→ **Passage shown**:

───

Solitude Palace's complex is made up by a primary palatial structure, two outbuildings, and some avenues. There was also an extensive garden, laid out by Friedrich Christoph Hemmerling along preexisting paths. Reinhard Heinrich Ferdinand Fischer drew up plans for massive expansions to the garden and palace complex from 1766 to 1772 that closely followed the principles of French horticulturalist Antoine-Joseph Dezallier d'Argenville. The south garden was used for the entertainment of residents and visitors to Solitude and offered a hedge maze, theater, orangery, riding hall, a chinoiserie house, and zoos. The surrounding forests were carefully manicured to facilitate the parforce style of coursing. The grounds were allowed to fall into disrepair from 1770 onward.

Castle Solitude was designed by a working group at the ducal court led Philippe de La Guêpière, though Charles Eugene was actively involved in the planning. The Duke desired the palace to be designed in the Rococo style, like his earlier project at Schloss Favorite. By 1763, however, the Rococo style had gone out of vogue in favor of Neoclassical architecture, and Solitude's interiors reflect this.

───

→ **Collected data entries**:

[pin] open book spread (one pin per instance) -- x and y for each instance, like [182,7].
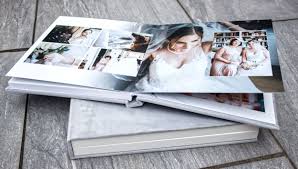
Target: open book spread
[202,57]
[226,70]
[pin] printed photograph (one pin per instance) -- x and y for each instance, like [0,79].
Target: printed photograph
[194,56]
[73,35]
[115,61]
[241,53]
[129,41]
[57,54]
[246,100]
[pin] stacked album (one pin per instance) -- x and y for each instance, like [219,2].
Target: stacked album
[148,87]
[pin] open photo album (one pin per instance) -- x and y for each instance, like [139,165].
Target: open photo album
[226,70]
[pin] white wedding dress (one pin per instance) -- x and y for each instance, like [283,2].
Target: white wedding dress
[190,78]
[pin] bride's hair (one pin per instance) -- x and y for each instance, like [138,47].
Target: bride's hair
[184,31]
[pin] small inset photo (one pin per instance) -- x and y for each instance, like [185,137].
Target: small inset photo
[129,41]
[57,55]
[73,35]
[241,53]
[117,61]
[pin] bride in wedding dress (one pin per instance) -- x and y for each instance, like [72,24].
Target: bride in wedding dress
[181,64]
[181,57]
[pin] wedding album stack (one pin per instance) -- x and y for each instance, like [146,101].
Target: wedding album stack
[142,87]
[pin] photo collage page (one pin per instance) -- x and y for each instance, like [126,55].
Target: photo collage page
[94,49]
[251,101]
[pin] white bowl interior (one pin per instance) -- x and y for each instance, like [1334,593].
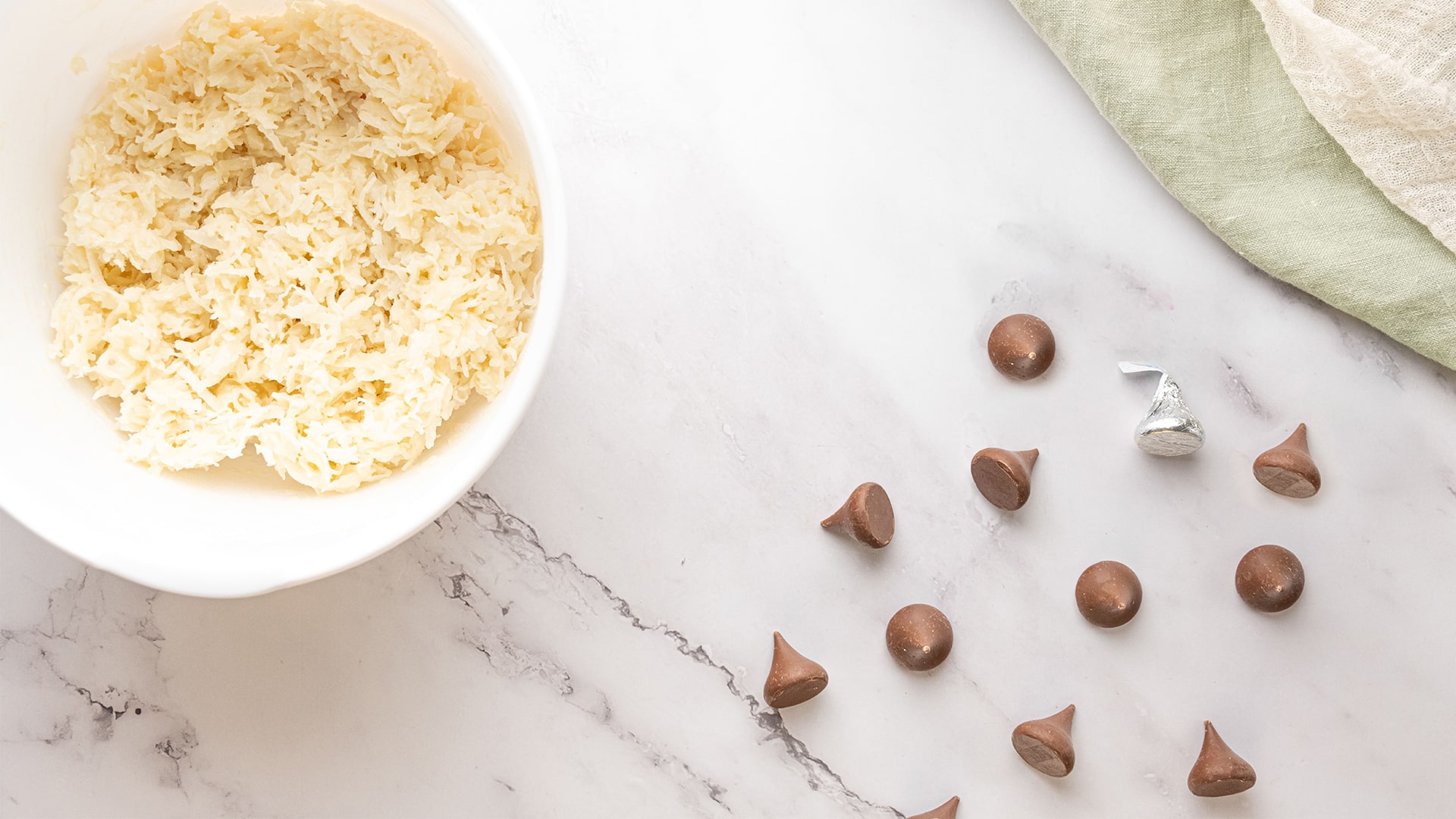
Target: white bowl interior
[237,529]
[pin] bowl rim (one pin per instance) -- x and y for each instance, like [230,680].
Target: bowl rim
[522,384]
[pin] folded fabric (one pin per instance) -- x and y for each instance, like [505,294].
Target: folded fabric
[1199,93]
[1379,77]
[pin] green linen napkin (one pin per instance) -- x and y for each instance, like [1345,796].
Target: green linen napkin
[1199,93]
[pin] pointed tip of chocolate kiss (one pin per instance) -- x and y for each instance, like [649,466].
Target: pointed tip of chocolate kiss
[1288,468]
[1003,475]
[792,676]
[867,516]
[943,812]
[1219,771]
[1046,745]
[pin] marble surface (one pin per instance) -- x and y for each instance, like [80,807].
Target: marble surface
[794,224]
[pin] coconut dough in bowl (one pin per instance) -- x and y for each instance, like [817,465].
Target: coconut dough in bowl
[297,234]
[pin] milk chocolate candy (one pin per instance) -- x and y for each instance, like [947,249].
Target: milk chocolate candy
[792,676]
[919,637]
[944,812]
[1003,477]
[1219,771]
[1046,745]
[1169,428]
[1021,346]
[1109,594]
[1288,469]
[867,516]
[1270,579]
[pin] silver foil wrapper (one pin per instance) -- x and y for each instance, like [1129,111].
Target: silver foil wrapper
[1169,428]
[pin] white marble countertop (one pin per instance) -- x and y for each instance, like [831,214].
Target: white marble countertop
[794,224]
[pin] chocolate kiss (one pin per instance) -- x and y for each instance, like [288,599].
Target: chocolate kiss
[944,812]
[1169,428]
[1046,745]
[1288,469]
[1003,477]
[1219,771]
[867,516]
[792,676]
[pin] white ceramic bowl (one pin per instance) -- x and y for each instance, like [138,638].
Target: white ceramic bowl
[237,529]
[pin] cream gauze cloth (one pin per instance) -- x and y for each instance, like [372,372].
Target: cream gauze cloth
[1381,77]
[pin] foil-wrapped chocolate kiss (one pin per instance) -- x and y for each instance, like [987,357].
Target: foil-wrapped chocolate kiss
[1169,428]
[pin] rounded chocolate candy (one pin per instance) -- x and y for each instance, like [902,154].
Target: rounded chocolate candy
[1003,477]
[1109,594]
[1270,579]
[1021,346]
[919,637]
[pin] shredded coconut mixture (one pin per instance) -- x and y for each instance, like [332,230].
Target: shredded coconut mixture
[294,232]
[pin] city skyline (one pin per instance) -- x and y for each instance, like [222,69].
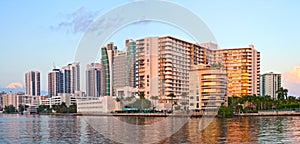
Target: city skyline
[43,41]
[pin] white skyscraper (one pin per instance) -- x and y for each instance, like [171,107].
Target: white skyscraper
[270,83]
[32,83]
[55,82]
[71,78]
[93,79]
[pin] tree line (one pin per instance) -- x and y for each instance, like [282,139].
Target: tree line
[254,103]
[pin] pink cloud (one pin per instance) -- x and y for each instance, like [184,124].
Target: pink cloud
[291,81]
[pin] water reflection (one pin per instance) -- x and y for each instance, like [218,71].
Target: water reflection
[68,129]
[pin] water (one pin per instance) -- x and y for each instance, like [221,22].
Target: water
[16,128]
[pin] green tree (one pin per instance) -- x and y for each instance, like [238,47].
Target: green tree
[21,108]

───

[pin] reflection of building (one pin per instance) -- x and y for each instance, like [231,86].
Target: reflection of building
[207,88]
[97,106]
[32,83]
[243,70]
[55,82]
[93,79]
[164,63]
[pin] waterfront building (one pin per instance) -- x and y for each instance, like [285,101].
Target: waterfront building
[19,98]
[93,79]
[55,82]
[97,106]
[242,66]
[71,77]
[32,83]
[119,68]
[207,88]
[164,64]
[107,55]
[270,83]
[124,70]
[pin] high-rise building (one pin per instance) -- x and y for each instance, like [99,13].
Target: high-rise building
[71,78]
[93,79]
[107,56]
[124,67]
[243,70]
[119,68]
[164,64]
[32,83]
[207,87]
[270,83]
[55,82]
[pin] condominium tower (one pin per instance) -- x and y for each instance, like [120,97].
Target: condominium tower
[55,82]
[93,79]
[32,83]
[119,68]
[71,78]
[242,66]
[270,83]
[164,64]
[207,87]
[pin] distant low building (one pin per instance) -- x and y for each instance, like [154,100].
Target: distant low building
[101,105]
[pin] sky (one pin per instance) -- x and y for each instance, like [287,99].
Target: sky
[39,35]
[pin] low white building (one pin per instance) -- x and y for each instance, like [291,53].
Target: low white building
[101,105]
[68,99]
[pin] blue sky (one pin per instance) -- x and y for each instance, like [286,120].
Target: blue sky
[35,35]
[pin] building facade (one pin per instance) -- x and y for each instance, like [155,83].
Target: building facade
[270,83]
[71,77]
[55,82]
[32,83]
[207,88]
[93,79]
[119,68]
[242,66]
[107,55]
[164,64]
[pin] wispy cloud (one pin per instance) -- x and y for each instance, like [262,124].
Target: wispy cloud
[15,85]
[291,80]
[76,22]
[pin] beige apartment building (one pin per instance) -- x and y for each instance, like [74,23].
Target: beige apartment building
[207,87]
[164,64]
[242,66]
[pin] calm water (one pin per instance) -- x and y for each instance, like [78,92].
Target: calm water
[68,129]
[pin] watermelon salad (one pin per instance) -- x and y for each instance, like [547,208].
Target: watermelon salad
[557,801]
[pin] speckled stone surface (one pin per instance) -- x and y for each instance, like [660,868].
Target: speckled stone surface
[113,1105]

───

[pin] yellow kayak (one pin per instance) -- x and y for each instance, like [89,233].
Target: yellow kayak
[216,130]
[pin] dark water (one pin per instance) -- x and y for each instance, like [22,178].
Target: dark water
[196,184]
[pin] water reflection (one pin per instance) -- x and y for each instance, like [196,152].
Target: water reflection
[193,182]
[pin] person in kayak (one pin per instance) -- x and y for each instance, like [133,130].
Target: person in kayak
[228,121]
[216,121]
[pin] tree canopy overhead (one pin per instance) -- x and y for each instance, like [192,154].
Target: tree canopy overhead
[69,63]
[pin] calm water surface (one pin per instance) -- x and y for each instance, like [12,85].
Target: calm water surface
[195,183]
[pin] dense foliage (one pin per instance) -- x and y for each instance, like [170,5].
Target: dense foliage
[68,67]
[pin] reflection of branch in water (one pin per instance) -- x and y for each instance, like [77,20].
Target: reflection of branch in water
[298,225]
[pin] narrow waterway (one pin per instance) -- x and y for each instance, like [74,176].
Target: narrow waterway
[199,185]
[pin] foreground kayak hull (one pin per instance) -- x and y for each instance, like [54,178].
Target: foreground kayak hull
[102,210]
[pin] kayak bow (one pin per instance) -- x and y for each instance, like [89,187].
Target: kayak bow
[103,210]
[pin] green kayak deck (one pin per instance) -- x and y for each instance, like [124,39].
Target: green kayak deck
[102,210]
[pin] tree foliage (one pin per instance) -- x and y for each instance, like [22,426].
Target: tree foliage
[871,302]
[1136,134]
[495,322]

───

→ **Actions to take**:
**a)** List every attraction that the Solitude Palace text names for the south garden.
**b)** Extend the Solitude Palace text, beginning after its final sentence.

→ **Your responses**:
**a)**
- hedge maze
- theater
- orangery
- riding hall
- chinoiserie house
- zoos

**b)**
At first, Charles Eugene intended to build an unassuming hunting retreat. He later changed his mind, and construction would last seven years and cost around a million florins. Construction was directed by La Guêpière and Johann Friedrich Weyhing.

From 1764 and 1768, Charles Eugene constructed the Solitude Avenue, a 13 km long road from Solitude Palace to Ludwigsburg and its palace. Use of the Avenue was reserved for the royal household. In 1820, the Avenue became the standard reference for measuring distance in the Kingdom of Württemberg.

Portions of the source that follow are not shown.